_Exercise goal:_ The required answer is every line of the data containing the word "instance".
[Given records Boundary: Start]
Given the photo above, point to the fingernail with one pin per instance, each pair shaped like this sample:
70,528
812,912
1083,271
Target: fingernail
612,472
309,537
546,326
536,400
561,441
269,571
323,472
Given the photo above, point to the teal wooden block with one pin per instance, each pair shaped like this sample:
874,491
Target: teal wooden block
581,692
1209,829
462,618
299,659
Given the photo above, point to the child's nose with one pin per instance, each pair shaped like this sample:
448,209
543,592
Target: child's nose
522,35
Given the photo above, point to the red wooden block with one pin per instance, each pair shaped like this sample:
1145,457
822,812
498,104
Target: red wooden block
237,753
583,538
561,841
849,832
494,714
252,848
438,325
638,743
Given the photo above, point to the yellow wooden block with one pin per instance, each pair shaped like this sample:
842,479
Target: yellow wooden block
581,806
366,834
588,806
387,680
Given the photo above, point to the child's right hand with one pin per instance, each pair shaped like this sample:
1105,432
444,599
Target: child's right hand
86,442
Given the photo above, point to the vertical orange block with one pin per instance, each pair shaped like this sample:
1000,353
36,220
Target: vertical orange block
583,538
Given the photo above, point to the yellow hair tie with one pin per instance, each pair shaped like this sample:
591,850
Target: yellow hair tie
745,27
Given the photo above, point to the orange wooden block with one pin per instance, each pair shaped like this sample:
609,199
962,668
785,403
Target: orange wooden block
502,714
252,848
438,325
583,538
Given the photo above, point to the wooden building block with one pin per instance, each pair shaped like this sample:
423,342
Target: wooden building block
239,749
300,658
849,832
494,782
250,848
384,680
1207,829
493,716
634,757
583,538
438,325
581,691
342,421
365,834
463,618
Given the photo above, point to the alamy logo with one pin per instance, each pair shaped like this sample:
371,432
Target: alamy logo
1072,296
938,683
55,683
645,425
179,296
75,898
[Given records Boundary: End]
_Response area:_
Given the photo above, point to the fingernail with one pin per instance, each pair shaped like this sample:
Given the photo above, point to the teal wooden block with one pin per instance, each pair shaped like this sample:
Given the photo above, point to the child's nose with one pin per instance, each pair shaped like this sample:
Given the photo above, point to the red wooden block with one pin per instance, each pair shaped like this sample:
Given the photo above, point to the yellow wooden block with one pin per instance, each pair shaped like this sample:
Given the photo above, point to the child's right hand with one pin per instance, each pair shaped like this sample:
Given the photo above, point to the vertical orange block with one pin per instance, each pair shaped like this sample:
Given the photo above, point to the yellow hair tie with one pin per instance, each pair shaped like this sample:
Given the photo above, point to the orange wooden block with one pin per instance, each pair shaped like this sample:
Given the photo above, point to the wooden building block with one pin per instance, each pair shaped like this sample:
Given the photo above, point to the alamy logo with one pin per instance, each pair shaped like this sample:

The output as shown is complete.